── PROVIDED ENTRIES ──

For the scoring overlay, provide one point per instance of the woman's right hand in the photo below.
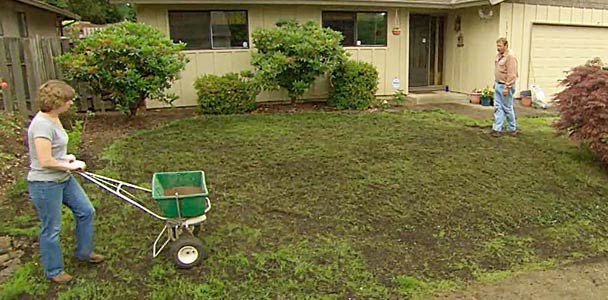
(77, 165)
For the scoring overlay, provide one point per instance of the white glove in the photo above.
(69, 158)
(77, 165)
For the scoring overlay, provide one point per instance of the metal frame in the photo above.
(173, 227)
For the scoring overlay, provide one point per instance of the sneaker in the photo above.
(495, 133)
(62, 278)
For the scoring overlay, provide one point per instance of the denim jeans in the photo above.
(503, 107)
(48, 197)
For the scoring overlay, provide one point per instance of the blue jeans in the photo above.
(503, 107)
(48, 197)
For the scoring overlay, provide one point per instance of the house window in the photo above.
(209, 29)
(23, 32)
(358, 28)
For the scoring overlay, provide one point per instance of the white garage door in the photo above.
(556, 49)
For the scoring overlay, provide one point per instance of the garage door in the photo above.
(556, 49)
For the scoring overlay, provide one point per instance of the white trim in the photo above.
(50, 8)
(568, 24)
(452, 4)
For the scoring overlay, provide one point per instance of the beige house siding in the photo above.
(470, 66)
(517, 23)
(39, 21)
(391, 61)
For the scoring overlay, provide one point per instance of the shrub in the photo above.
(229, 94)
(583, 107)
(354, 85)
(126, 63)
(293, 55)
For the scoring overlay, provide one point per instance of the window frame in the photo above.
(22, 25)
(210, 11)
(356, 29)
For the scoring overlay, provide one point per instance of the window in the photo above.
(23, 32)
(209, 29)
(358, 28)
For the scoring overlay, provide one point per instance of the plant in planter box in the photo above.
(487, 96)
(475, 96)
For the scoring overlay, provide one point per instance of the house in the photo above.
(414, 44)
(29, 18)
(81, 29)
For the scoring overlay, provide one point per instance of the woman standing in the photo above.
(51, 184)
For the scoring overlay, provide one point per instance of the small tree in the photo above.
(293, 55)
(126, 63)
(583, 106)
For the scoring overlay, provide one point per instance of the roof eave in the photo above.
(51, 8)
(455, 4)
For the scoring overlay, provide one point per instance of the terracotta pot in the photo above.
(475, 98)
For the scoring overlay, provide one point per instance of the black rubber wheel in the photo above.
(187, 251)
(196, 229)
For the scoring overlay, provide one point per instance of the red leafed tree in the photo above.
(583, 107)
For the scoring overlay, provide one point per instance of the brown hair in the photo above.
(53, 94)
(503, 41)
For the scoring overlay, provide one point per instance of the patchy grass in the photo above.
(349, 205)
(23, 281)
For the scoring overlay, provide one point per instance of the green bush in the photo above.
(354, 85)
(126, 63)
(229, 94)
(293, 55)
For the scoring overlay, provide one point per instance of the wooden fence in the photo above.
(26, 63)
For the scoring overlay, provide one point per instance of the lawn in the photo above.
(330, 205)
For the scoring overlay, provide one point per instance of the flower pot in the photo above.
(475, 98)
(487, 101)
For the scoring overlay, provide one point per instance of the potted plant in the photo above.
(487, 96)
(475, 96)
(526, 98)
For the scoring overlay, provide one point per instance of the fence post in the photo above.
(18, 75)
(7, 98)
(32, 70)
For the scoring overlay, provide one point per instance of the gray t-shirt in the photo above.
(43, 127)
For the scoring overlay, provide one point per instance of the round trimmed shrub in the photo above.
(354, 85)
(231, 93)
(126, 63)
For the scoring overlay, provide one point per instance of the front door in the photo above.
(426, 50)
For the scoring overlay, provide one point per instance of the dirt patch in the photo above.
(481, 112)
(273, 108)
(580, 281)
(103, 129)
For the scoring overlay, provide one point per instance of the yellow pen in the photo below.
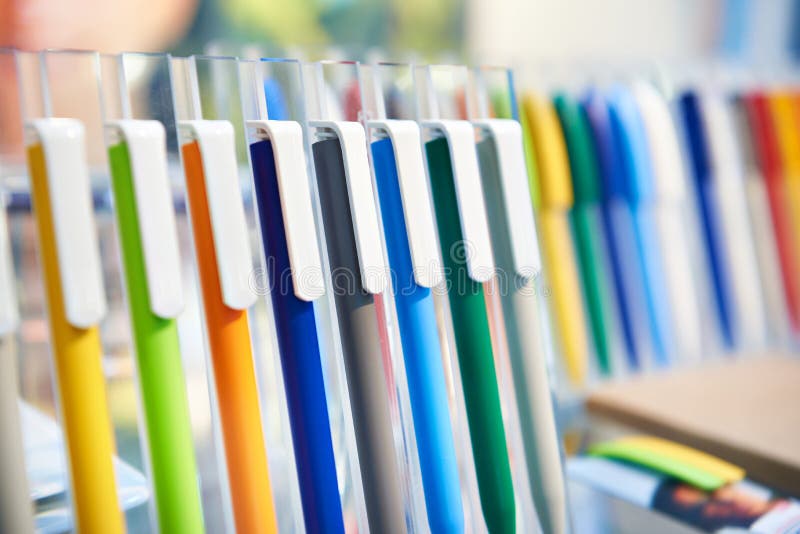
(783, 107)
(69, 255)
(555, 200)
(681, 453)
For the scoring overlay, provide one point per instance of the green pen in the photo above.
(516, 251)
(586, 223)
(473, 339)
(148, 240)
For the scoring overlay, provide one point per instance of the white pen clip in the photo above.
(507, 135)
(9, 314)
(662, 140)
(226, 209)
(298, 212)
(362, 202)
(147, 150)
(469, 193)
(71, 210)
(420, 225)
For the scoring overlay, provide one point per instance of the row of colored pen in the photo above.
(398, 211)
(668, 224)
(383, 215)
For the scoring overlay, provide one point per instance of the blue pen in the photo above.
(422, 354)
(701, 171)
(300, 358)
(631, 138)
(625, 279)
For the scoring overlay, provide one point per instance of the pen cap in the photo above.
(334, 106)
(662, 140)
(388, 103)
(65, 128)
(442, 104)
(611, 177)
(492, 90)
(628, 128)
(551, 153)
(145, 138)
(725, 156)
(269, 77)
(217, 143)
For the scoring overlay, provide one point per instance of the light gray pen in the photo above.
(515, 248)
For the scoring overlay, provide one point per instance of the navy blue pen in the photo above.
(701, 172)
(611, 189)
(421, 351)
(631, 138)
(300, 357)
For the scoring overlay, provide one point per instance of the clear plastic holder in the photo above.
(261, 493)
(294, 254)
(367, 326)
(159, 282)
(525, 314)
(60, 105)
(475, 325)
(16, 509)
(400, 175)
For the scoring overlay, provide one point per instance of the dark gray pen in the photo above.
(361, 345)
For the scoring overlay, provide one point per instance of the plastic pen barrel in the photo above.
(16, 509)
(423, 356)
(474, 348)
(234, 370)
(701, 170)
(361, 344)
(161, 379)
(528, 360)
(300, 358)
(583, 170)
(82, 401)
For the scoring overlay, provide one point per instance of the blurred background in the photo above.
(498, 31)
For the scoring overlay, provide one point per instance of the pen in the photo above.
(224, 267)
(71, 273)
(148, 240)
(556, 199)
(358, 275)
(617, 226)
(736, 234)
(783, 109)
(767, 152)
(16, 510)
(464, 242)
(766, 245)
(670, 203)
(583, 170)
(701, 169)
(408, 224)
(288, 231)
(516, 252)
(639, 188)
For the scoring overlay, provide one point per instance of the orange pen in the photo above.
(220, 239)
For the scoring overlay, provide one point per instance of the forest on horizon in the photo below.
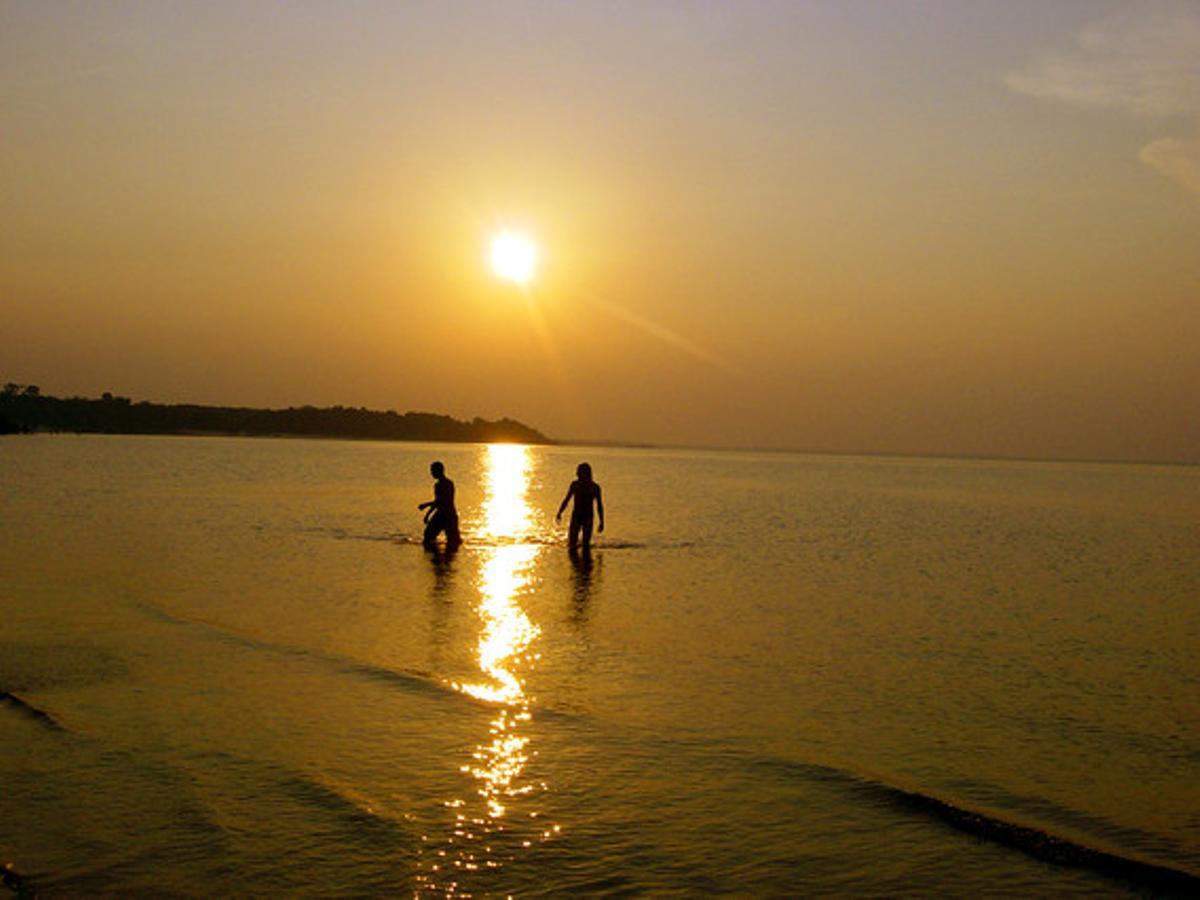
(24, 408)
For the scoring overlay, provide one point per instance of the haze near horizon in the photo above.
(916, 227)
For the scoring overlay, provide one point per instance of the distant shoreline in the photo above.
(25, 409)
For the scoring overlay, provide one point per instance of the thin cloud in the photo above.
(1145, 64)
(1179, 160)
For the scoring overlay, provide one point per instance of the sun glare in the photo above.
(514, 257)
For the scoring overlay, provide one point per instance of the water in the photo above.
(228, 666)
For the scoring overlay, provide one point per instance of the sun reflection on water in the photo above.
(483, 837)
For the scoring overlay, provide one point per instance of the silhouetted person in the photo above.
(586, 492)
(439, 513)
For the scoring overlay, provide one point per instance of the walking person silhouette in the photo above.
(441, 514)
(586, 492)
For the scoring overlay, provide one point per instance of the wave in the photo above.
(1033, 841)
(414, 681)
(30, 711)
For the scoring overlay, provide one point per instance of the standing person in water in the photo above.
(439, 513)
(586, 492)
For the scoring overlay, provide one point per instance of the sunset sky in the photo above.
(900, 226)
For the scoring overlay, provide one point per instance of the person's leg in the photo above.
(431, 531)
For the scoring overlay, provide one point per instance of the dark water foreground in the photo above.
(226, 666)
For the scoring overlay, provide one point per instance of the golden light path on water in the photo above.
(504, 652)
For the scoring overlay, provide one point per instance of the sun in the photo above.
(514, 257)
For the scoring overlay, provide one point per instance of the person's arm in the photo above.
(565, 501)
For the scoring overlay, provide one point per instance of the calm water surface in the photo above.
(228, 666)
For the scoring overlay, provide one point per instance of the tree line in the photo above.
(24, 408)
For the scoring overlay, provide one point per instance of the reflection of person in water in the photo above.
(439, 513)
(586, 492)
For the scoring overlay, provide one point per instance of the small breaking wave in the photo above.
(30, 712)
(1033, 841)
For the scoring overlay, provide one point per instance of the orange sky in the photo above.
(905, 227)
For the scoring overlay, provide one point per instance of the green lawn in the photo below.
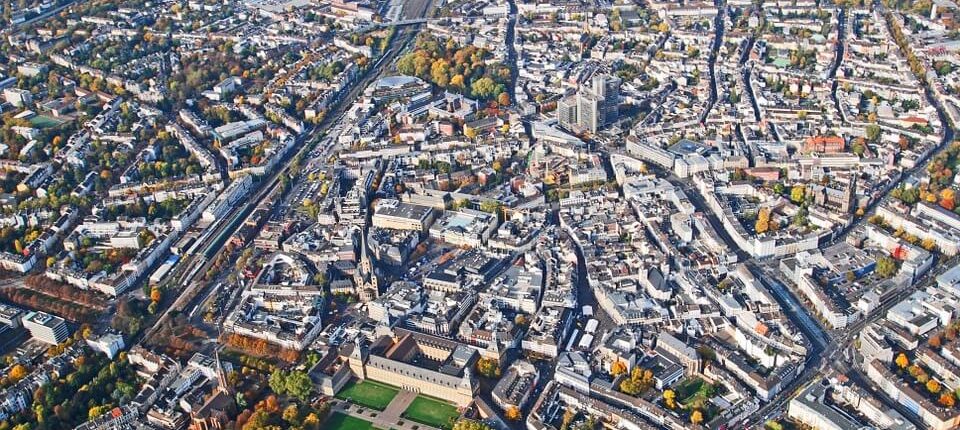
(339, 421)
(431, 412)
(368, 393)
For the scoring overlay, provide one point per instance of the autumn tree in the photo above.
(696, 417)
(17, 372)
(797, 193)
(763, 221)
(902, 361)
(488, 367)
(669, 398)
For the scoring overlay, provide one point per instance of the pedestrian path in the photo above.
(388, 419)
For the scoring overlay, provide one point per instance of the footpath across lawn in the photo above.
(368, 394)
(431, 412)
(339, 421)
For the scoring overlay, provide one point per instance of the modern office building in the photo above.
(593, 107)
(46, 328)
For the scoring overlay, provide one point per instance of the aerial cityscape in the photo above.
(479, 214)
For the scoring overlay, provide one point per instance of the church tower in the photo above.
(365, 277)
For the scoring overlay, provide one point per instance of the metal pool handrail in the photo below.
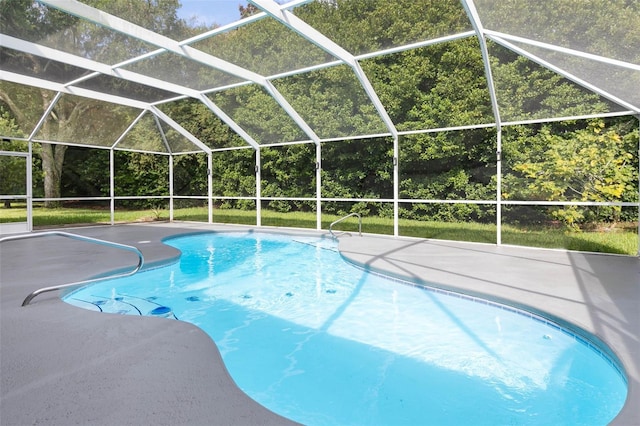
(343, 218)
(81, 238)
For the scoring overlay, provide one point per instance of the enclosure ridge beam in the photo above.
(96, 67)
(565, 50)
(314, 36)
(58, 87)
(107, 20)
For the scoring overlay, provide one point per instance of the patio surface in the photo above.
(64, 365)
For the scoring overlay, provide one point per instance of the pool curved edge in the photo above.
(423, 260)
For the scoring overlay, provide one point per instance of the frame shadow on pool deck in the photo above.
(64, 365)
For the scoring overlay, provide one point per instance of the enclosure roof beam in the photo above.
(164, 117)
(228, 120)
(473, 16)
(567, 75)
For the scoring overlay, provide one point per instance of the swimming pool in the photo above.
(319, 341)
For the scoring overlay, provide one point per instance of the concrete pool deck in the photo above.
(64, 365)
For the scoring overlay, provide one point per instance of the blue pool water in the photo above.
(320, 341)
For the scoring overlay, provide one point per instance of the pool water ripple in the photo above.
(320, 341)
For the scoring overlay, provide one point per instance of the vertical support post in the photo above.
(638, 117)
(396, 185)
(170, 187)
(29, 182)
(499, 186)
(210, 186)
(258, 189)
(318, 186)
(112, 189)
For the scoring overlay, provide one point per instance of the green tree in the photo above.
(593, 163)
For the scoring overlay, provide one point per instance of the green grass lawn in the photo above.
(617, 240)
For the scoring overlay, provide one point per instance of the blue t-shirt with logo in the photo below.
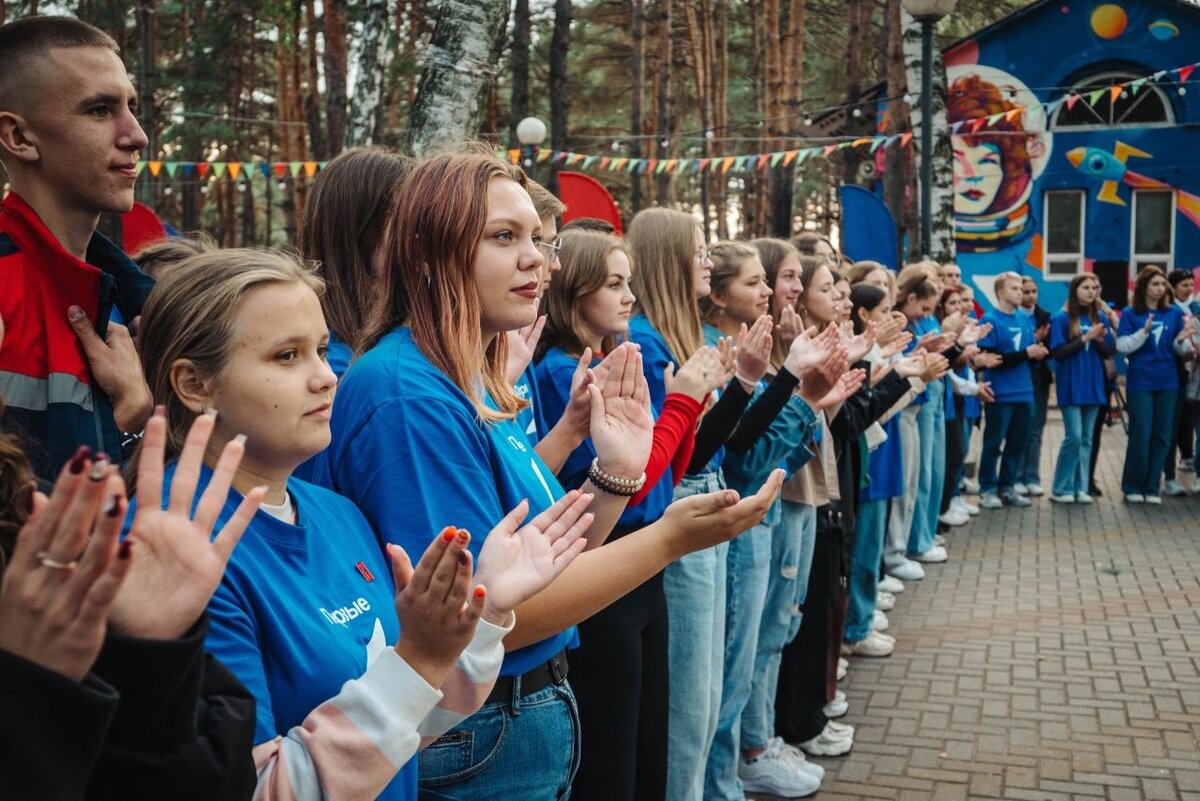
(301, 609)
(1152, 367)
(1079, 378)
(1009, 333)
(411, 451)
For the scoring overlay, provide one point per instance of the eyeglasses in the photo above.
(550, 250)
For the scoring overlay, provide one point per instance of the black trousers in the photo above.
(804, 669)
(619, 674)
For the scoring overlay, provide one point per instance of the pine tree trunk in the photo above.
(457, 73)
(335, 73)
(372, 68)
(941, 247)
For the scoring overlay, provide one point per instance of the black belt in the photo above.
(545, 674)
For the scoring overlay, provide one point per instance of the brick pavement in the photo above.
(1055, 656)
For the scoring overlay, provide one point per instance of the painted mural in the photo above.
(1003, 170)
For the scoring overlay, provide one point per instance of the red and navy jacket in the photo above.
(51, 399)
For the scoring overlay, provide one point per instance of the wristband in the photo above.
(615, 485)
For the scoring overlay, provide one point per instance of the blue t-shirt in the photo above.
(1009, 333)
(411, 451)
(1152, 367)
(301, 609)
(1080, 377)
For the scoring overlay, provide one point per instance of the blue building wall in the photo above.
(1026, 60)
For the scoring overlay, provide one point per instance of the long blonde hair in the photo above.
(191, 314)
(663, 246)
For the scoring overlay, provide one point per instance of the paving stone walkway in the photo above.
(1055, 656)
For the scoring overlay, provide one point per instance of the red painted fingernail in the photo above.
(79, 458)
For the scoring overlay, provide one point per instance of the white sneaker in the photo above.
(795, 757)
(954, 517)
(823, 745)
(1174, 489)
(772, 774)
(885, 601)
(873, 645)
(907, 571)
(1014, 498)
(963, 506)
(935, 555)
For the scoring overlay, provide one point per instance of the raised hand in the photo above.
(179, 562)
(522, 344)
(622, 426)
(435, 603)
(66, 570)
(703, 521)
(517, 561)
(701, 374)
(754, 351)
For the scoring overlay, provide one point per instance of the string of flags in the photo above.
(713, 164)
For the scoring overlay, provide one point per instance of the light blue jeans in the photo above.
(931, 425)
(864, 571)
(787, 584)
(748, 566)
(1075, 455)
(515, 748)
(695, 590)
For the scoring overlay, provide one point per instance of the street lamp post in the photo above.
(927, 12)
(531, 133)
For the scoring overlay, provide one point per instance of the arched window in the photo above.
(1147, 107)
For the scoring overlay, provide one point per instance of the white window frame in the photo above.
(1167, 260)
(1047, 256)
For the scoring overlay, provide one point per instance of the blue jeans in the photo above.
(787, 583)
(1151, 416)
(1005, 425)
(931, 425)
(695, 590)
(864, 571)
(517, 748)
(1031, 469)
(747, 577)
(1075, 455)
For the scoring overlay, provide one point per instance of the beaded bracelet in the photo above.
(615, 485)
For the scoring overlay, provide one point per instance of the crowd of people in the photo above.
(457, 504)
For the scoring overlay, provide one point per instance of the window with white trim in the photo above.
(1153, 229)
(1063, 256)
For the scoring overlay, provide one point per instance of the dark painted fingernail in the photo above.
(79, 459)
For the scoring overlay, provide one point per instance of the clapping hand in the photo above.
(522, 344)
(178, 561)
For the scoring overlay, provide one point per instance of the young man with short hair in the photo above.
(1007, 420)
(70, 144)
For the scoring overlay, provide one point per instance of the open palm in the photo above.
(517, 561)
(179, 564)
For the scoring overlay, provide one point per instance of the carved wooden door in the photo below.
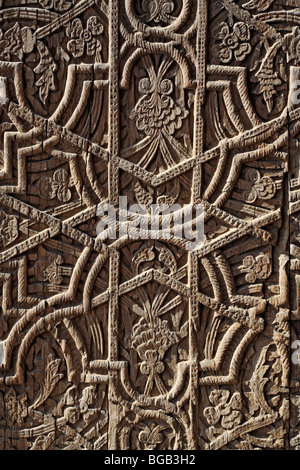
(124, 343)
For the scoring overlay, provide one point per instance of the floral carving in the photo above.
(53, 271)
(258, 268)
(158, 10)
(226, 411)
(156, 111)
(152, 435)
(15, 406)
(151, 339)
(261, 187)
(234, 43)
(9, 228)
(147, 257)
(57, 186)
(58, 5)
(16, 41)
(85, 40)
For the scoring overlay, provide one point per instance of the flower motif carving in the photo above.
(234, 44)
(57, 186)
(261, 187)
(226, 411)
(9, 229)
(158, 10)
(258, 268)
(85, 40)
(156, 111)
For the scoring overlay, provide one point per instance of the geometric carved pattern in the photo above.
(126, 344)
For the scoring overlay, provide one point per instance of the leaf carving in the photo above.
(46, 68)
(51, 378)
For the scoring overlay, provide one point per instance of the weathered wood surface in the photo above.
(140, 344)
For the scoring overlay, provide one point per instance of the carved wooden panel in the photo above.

───

[STATED GOAL]
Write out exactly the lines from the one containing "bracelet in the photo above." to the last line of the records above, both included, and leave out any pictures.

[RESPONSE]
For the scoring overlay, provide one point per instance of the beaded bracelet in the photo above.
(615, 485)
For the scoring overlay, provide one point per instance of the crowd of people in the photo above.
(457, 504)
For the scoring overlay, provide one point per instance of the window with white trim in the photo above.
(1153, 229)
(1063, 256)
For the scoring overlay, provide one point per instance of the dark painted fingernail in the photo above.
(79, 459)
For the scoring overlay, provide one point per instance of the clapping hand in the photo above.
(522, 344)
(178, 561)
For the scoring overlay, provide one point per instance of the young man with short hair in the photo above.
(1007, 420)
(70, 144)
For the scoring overlay, provide one point per instance of the open palm in the photo above.
(517, 561)
(179, 564)
For the scoring overlay, provide one point per instance of the carved wooden door in the photo below.
(124, 343)
For the scoring overlay, provide one point per instance of the floral carving in the photo above.
(53, 271)
(258, 268)
(158, 10)
(226, 411)
(156, 111)
(152, 435)
(15, 406)
(151, 339)
(261, 187)
(234, 43)
(9, 228)
(147, 257)
(57, 186)
(58, 5)
(16, 41)
(85, 40)
For the scoring overlay, provide one point per instance of the flower motif carving in the photo above.
(234, 44)
(57, 186)
(261, 187)
(226, 411)
(9, 229)
(158, 10)
(258, 268)
(85, 40)
(156, 111)
For the scoring overlay, provide one point per instance of the geometric carved pattern in the photo above.
(126, 344)
For the scoring overlay, provide one point per instance of the leaf carving in the photo above.
(46, 68)
(51, 378)
For the scoring overlay, provide one point per instance of the weathered wood surface in the photo above.
(140, 344)
For the scoring overlay, provide one point per instance of the carved wooden panel in the photo above.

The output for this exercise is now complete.